Excerpts from a point labeling dataset
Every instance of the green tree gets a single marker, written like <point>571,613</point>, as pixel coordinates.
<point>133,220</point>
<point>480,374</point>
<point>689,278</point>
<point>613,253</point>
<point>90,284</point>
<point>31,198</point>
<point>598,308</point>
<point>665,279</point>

* **Exercise**: Copy these lines exactly as they appear.

* **The completed task**:
Every instance of the green tree gets a single marker, written like <point>571,613</point>, as pixel coordinates.
<point>133,220</point>
<point>480,374</point>
<point>689,278</point>
<point>613,253</point>
<point>90,284</point>
<point>31,198</point>
<point>598,308</point>
<point>665,279</point>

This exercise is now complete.